(Source records)
START

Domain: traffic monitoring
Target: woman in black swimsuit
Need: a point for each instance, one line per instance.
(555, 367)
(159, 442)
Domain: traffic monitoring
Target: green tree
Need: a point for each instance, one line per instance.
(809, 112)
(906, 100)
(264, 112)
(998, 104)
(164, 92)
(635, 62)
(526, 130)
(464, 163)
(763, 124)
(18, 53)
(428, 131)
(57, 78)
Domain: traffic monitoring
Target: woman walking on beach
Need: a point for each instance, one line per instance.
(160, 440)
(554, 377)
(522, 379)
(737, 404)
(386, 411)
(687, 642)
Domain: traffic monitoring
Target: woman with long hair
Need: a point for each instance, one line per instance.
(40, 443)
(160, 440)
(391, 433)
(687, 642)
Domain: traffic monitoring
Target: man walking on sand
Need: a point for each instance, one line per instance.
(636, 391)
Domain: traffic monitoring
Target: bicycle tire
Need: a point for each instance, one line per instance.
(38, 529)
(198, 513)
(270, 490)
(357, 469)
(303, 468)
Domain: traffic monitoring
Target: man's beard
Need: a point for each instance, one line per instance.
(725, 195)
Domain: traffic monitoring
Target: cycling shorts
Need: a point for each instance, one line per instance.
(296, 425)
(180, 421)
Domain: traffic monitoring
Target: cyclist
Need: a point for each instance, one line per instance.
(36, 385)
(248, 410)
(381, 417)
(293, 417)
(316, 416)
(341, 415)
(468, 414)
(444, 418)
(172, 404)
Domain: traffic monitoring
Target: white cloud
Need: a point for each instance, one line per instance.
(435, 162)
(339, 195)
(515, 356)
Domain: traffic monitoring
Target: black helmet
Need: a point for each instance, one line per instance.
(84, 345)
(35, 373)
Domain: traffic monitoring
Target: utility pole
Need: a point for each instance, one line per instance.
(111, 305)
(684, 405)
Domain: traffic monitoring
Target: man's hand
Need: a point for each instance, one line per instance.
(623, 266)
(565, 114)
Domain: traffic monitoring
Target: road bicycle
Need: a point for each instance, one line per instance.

END

● Exercise: Rewrite the lines above, swapping each occurrence of "traffic monitoring" for "road surveillance" and keeping everything else the same.

● Solution:
Domain: road surveillance
Target: woman in black swimsuit
Need: a point for each instance, one line per instance.
(555, 367)
(159, 442)
Domain: road surveillance
Target: green tree
Need: a point for each instance, one line per instance.
(809, 112)
(906, 100)
(264, 112)
(998, 104)
(164, 92)
(635, 62)
(526, 130)
(464, 163)
(763, 124)
(18, 53)
(428, 131)
(57, 78)
Domain: road surveillance
Target: woman walking on beach
Need: a point for each instance, one line per instance.
(160, 440)
(554, 377)
(522, 379)
(737, 404)
(386, 411)
(687, 642)
Domain: road surveillance
Target: woman with long hair
Need: a point for each instance, one line per instance.
(40, 443)
(160, 440)
(391, 433)
(687, 642)
Domain: road surveillance
Target: man walking on sand
Need: a point for each instance, one line per instance.
(636, 391)
Domain: road surveillance
Target: bicycle tire
Need: a point for each instance, one line per instance.
(38, 529)
(198, 513)
(270, 490)
(357, 469)
(303, 468)
Domain: road surveillance
Target: man's beard
Need: a point for each instance, one line per instance.
(725, 195)
Domain: road surveillance
Target: cycling shorts
Need: a point for each instance, one line per instance.
(296, 425)
(180, 421)
Domain: road surveillance
Target: cyclist
Need: a point for each instance, one line per instance.
(36, 385)
(248, 410)
(381, 417)
(293, 417)
(316, 416)
(341, 415)
(468, 414)
(444, 418)
(172, 404)
Domain: road surveillance
Target: white cloud
Need: a point for each instance, one line per instance.
(435, 162)
(339, 195)
(515, 356)
Domain: road surveillance
Target: black helmet
Need: a point for each instance, one line per instance.
(84, 345)
(35, 373)
Domain: road surveillance
Target: utility pole
Need: a point for each instance, one line per instance.
(111, 305)
(684, 405)
Domain: road surveillance
Target: man's hand
Need: a point for each instance, one line per instance.
(623, 266)
(565, 114)
Domain: road surveillance
Target: road bicycle
Need: a point for each instance, one line per instance.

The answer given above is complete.